**BRIEF A**
Please filter the rows below and copy every line that contains the string "JSON". Case counts.

I think this seems reasonable, though novel. I'm not so sure about introducing a new tag, data for this though. Would namespace as well for that be OK? Even that doesn't map super cleanly onto what you're doing here.

Do you think you'll want more of these into the future? I wonder if we can't figure out a better tag whether this should just be an entirely new classification.

@vmx, what do you think?

I wonder if URI could use a Multiaddress instead. Would that be an option (I know to little about the Eth/ENS ecosystem).

namespace works. I'd be happy to change it to whatever you suggest.

IMO, the closest codec is json which oddly uses tag:ipld.

I picked tag:data as unlike most codecs, data-uri is both a codec and the data itself.

I think tag:multiaddr for uri suggests too much internal encoding, as we want something maximally general (a literal UTF-8 string) where the content is ultimately validated by the client (since URL standards are ever-evolving)

I think tag:multiaddr for uri suggests too much internal encoding, as we want something maximally general (a literal UTF-8 string) where the content is ultimately validated by the client (since URL standards are ever-evolving)

Keeping it simple makes sense.

Apologies for the long text, I'm going to be OOO for a couple days and wanted to make sure to leave some context. cc @lidel who has been involved in the ENS work and interop here since long before me 😅.

Excerpts from a detection dataset
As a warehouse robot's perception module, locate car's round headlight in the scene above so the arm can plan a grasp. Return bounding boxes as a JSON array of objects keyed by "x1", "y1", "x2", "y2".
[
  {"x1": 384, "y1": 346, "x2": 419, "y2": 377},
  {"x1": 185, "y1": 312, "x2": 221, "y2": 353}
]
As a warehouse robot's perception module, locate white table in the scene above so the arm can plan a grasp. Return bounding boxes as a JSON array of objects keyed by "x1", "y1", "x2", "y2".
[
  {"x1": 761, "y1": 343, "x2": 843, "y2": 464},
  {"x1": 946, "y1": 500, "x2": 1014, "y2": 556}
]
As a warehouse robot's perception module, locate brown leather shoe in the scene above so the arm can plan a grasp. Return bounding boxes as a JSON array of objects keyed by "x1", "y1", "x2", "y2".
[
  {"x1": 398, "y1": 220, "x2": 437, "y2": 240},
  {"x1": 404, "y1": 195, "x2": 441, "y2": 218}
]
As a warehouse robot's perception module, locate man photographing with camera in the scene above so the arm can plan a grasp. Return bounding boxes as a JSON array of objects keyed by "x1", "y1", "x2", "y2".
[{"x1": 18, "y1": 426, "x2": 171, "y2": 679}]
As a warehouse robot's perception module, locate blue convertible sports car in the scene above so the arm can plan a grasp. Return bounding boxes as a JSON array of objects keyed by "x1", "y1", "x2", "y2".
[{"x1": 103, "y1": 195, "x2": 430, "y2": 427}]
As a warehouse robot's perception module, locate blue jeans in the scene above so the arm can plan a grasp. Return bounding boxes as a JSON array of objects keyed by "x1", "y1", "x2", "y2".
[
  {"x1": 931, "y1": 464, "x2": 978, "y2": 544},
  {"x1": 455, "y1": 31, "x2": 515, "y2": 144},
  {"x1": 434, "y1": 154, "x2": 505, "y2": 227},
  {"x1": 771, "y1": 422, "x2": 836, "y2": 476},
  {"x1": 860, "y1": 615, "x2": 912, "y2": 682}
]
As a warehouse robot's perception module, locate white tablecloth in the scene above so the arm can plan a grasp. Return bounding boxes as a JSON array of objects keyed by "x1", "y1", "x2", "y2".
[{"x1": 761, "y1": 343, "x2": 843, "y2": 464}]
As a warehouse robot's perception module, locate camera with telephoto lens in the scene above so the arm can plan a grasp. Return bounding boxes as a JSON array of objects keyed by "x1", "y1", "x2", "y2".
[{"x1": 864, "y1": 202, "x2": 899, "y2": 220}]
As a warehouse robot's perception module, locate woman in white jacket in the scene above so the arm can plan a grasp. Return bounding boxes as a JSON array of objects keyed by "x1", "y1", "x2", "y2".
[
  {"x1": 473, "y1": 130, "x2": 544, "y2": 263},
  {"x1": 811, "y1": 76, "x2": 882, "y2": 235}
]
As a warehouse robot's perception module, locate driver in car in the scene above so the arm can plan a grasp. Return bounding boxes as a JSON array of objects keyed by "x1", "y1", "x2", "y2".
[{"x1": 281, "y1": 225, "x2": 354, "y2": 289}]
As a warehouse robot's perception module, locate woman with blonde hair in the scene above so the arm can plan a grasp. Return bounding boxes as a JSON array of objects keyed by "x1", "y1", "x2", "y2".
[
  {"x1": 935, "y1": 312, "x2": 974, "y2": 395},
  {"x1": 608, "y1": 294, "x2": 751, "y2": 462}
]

**BRIEF B**
Repeat the stretch of the forum thread above from "I think this" through "the data itself.", word for word.

**EXERCISE RESULT A**
As a warehouse robot's perception module, locate car's round headlight in the scene above so the arm can plan a grasp. Return bounding boxes as a JSON array of objects keyed by "x1", "y1", "x2", "y2".
As a warehouse robot's perception module, locate white table in the scene above so the arm can plan a grasp. Return bounding boxes as a JSON array of objects keyed by "x1", "y1", "x2", "y2".
As a warehouse robot's perception module, locate brown leather shoe in the scene above so the arm can plan a grasp. Return bounding boxes as a JSON array of objects keyed by "x1", "y1", "x2", "y2".
As a warehouse robot's perception module, locate man photographing with camera in the scene above so the arm can plan a grasp. Return bounding boxes as a JSON array of objects keyed by "x1", "y1", "x2", "y2".
As a warehouse robot's perception module, locate blue convertible sports car in the scene above so the arm can plan a grasp. Return bounding boxes as a JSON array of objects keyed by "x1", "y1", "x2", "y2".
As a warehouse robot's perception module, locate blue jeans in the scene above so the arm can plan a grasp. Return bounding boxes as a JSON array of objects keyed by "x1", "y1", "x2", "y2".
As a warehouse robot's perception module, locate white tablecloth in the scene above so the arm can plan a grasp. Return bounding boxes as a JSON array of objects keyed by "x1", "y1", "x2", "y2".
As a warehouse robot's perception module, locate camera with telephoto lens in the scene above so the arm can plan a grasp. Return bounding boxes as a JSON array of objects keyed by "x1", "y1", "x2", "y2".
As a warehouse robot's perception module, locate woman in white jacket in the scene above so the arm can plan a grasp. Return bounding boxes as a JSON array of objects keyed by "x1", "y1", "x2", "y2".
As a warehouse robot's perception module, locate driver in car in the scene above so the arm can plan a grasp. Return bounding boxes as a JSON array of objects keyed by "x1", "y1", "x2", "y2".
As a warehouse robot's perception module, locate woman with blonde hair in the scene above so the arm can plan a grasp. Return bounding boxes as a JSON array of objects keyed by "x1", "y1", "x2", "y2".

**EXERCISE RESULT B**
I think this seems reasonable, though novel. I'm not so sure about introducing a new tag, data for this though. Would namespace as well for that be OK? Even that doesn't map super cleanly onto what you're doing here.

Do you think you'll want more of these into the future? I wonder if we can't figure out a better tag whether this should just be an entirely new classification.

@vmx, what do you think?

I wonder if URI could use a Multiaddress instead. Would that be an option (I know to little about the Eth/ENS ecosystem).

namespace works. I'd be happy to change it to whatever you suggest.

IMO, the closest codec is json which oddly uses tag:ipld.

I picked tag:data as unlike most codecs, data-uri is both a codec and the data itself.